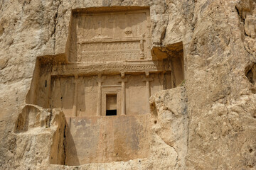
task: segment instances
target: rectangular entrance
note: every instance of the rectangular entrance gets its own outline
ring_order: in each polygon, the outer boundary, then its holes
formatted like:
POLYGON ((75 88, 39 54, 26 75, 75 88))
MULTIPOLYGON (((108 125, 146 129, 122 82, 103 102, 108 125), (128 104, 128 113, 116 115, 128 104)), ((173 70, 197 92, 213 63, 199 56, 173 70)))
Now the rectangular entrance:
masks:
POLYGON ((117 115, 117 94, 107 94, 106 115, 117 115))

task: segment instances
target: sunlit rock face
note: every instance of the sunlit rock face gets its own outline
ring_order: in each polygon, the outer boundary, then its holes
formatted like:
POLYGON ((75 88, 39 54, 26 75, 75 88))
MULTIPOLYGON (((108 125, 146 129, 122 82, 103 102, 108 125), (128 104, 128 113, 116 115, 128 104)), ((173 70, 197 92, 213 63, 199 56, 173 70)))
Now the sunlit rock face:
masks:
POLYGON ((1 167, 254 169, 255 6, 0 2, 1 167))

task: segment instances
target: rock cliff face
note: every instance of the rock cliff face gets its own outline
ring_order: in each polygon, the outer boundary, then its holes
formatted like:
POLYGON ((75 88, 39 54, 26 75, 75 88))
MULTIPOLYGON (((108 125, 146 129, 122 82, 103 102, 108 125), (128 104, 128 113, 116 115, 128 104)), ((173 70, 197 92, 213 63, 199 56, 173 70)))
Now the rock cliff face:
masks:
POLYGON ((255 0, 1 1, 0 166, 255 169, 255 0), (152 51, 181 44, 185 81, 150 98, 146 158, 65 166, 63 113, 28 101, 37 58, 68 54, 73 10, 120 6, 149 6, 152 51))

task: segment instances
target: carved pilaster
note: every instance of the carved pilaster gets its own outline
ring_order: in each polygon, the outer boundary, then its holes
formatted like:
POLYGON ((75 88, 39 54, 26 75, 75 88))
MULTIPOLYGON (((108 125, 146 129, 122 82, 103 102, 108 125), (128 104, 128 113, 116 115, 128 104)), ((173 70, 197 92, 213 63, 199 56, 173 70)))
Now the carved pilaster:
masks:
POLYGON ((149 104, 149 98, 150 98, 150 81, 153 81, 154 79, 150 77, 149 72, 146 72, 146 77, 143 80, 146 81, 146 113, 150 113, 150 104, 149 104))
POLYGON ((98 83, 98 94, 97 98, 97 115, 101 115, 101 105, 102 105, 102 83, 103 81, 102 79, 102 75, 98 74, 97 77, 97 83, 98 83))
POLYGON ((78 74, 75 74, 75 94, 74 94, 74 102, 73 106, 72 109, 72 115, 78 116, 78 74))
POLYGON ((121 83, 122 83, 122 103, 121 103, 121 115, 126 115, 126 104, 125 104, 125 82, 128 81, 127 78, 125 78, 124 72, 121 72, 121 83))

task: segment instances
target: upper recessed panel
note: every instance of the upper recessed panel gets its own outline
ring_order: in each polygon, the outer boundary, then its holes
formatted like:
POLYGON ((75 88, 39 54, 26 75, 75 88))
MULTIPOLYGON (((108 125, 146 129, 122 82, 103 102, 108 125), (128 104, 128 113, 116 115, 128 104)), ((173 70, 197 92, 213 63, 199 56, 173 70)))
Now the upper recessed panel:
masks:
POLYGON ((151 60, 148 9, 73 14, 71 62, 151 60))

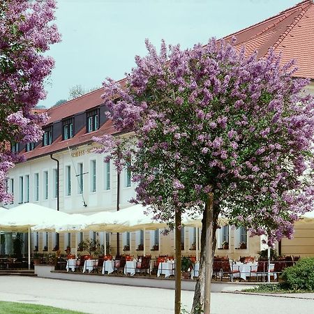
====
» **Challenge**: Can you return all of the lines above verbatim, with the pictures left out?

» **Result of the exercise**:
task: segment instances
target: rectangular entrance
note: every instance of the rectangular entrance gets its own outline
ring_order: in each polygon, the outer boundary, then its holes
formatted like:
POLYGON ((75 88, 39 54, 26 75, 75 88))
MULTIPOLYGON (((108 125, 146 129, 122 82, 103 102, 108 125), (128 104, 128 113, 116 115, 128 104)), ((173 70, 197 92, 213 63, 199 56, 173 70)))
Now the rectangular entrance:
masks:
POLYGON ((117 115, 117 94, 107 94, 106 115, 117 115))

task: segment instances
target: sunlit rock face
note: every instance of the sunlit rock face gets its own outline
ring_order: in each polygon, the outer boundary, then its holes
formatted like:
POLYGON ((75 88, 39 54, 26 75, 75 88))
MULTIPOLYGON (((108 125, 146 129, 122 82, 103 102, 108 125), (128 104, 128 113, 116 115, 128 104)), ((173 70, 197 92, 213 63, 199 56, 173 70)))
Now the sunlit rock face:
masks:
POLYGON ((1 167, 254 169, 255 6, 0 2, 1 167))

task: segment instances
target: rock cliff face
note: every instance of the rock cliff face gets its own outline
ring_order: in each polygon, the outer boundary, then its holes
formatted like:
POLYGON ((75 88, 39 54, 26 75, 75 88))
MULTIPOLYGON (((108 125, 146 129, 122 82, 103 102, 108 125), (128 104, 128 113, 116 115, 128 104)), ((173 70, 197 92, 213 63, 199 56, 173 70)))
Now the rock cliff face:
masks:
POLYGON ((255 0, 1 1, 0 166, 255 169, 255 0), (152 51, 181 44, 185 81, 150 98, 146 158, 65 166, 63 113, 28 101, 37 58, 68 54, 73 10, 120 6, 149 6, 152 51))

task: segment instances
target: carved pilaster
note: every instance of the carved pilaster gets its own outline
ring_order: in each polygon, the outer boundary, then its holes
formatted like:
POLYGON ((75 88, 39 54, 26 75, 75 88))
MULTIPOLYGON (((108 125, 146 129, 122 82, 103 102, 108 125), (128 104, 128 113, 116 115, 128 104)), ((173 70, 197 92, 213 63, 199 56, 173 70)))
Now the carved pilaster:
masks:
POLYGON ((149 104, 149 98, 150 98, 150 81, 153 81, 154 79, 150 77, 149 72, 146 72, 146 77, 143 80, 146 81, 146 113, 150 113, 150 104, 149 104))
POLYGON ((98 83, 98 94, 97 98, 97 115, 101 115, 101 105, 102 105, 102 83, 103 81, 102 79, 102 75, 98 74, 97 77, 97 83, 98 83))
POLYGON ((78 74, 75 74, 75 94, 74 94, 74 102, 73 106, 72 109, 72 115, 78 116, 78 74))
POLYGON ((121 83, 122 83, 122 103, 121 103, 121 115, 126 115, 126 104, 125 104, 125 82, 128 81, 127 78, 125 78, 124 72, 121 72, 121 83))

task: segment instances
target: upper recessed panel
note: every instance of the upper recessed panel gets its own outline
ring_order: in each polygon, the outer boundary, then its holes
formatted like:
POLYGON ((75 88, 39 54, 26 75, 75 88))
MULTIPOLYGON (((108 125, 146 129, 122 82, 103 102, 108 125), (128 104, 128 113, 116 115, 128 104)), ((173 70, 197 92, 213 63, 199 56, 173 70)))
Now the upper recessed panel:
masks:
POLYGON ((151 60, 148 9, 73 14, 71 62, 151 60))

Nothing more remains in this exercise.